## What is needed
Retype the records below from their first line through the line containing "Pick out each instance of the firefighter with", and include nothing else.

## Given data
============================================================
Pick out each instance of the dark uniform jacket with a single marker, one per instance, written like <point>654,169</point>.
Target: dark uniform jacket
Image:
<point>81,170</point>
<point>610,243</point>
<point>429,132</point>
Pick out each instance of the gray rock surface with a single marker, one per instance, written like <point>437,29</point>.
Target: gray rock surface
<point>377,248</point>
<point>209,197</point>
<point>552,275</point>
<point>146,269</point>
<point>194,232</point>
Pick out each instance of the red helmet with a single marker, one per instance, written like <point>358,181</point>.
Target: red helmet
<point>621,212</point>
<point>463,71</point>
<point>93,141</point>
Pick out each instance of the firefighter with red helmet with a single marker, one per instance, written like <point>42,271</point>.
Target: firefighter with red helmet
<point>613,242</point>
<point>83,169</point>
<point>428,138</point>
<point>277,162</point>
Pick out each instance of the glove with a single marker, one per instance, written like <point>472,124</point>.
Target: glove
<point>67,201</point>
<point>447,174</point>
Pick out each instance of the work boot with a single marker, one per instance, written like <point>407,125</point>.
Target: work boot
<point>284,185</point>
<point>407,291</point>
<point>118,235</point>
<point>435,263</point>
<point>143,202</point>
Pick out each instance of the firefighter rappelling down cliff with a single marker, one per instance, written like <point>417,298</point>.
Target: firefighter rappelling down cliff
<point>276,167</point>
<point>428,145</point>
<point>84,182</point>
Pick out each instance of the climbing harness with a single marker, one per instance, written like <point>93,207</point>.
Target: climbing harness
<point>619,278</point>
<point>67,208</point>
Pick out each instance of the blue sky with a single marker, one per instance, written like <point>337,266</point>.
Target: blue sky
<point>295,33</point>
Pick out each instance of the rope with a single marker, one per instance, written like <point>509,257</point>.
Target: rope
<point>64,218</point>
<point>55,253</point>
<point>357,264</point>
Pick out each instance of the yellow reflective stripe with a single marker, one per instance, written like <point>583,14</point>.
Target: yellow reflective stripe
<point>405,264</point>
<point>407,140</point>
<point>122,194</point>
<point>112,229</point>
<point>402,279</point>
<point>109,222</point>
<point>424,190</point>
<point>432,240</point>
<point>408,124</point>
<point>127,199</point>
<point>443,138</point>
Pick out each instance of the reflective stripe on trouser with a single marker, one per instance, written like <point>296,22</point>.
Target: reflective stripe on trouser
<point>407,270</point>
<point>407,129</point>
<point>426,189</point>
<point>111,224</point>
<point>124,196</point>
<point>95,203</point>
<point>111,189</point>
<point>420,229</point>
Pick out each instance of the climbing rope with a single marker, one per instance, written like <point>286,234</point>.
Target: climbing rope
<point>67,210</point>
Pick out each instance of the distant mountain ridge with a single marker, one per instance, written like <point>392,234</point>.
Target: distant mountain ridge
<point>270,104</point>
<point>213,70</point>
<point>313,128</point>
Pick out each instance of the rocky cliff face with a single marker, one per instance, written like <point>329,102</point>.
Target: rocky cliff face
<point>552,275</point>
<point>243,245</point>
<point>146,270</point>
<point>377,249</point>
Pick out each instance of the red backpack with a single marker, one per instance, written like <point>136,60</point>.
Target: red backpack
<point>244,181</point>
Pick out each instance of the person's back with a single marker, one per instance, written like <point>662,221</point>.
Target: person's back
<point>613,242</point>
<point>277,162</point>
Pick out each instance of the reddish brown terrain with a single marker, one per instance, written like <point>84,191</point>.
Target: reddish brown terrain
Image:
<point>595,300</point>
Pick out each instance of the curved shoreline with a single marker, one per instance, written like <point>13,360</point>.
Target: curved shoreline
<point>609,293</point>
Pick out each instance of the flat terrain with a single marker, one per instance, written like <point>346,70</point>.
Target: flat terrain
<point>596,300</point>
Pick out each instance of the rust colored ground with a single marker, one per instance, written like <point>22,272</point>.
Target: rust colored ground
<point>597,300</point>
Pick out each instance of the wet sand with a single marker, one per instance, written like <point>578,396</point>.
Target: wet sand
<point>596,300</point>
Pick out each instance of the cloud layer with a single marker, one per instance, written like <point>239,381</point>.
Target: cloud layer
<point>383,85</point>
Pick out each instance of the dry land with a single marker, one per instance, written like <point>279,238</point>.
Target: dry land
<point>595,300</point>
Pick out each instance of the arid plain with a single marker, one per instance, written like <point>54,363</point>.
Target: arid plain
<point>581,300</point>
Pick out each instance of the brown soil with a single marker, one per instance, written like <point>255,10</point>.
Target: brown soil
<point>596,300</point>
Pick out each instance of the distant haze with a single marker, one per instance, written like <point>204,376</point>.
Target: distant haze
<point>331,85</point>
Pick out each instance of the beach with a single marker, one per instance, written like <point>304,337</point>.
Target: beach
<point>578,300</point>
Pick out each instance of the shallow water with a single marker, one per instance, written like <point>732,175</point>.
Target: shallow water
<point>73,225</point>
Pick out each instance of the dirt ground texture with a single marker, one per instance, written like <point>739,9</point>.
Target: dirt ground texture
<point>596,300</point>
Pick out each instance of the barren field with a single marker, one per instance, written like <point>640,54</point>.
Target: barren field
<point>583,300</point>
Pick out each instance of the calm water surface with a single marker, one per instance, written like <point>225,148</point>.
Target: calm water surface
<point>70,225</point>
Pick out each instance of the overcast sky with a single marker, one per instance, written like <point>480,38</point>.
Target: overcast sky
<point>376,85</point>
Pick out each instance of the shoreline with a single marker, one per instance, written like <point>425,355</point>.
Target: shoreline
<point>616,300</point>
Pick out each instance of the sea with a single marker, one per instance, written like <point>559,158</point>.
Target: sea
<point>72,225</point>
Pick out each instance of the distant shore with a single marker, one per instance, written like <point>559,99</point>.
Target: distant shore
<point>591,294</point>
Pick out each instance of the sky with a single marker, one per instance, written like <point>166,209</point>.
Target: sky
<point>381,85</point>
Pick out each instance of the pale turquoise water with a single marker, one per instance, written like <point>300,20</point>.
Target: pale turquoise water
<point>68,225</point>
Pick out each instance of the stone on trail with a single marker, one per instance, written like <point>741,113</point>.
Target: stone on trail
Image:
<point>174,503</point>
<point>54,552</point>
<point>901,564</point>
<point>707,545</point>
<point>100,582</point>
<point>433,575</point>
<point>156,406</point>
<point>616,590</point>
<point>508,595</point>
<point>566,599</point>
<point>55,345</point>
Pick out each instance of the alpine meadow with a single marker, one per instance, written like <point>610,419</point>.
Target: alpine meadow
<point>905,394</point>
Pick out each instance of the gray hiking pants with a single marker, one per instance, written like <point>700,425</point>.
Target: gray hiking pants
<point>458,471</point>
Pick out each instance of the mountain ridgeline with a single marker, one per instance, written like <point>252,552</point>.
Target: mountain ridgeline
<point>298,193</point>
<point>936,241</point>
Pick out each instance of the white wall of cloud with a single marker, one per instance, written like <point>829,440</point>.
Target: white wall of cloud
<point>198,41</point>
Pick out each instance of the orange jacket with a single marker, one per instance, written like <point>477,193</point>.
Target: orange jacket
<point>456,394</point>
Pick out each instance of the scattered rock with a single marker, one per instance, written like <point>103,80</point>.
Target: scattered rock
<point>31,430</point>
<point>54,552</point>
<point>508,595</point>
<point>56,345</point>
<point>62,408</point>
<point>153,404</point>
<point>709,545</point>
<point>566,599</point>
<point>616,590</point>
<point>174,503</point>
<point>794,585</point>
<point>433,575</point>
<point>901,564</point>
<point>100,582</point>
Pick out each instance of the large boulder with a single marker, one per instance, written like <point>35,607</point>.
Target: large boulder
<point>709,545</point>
============================================================
## Solution to this problem
Pick out each instance of the dark uniform jacket with a single marker, one per instance, written like <point>654,169</point>.
Target: dark uniform jacket
Image:
<point>81,170</point>
<point>610,243</point>
<point>429,132</point>
Pick out each instance of the gray rock surface with a single marker, one per instance, written like <point>437,29</point>.
Target: gray rock surface
<point>377,248</point>
<point>209,197</point>
<point>552,275</point>
<point>146,269</point>
<point>194,232</point>
Pick out each instance of the red helmet with a single marker, one per instance, written like <point>358,181</point>.
Target: red helmet
<point>621,212</point>
<point>463,71</point>
<point>93,141</point>
Pick out each instance of the firefighter with red helmet with a single marker, one per instance, written like <point>42,271</point>.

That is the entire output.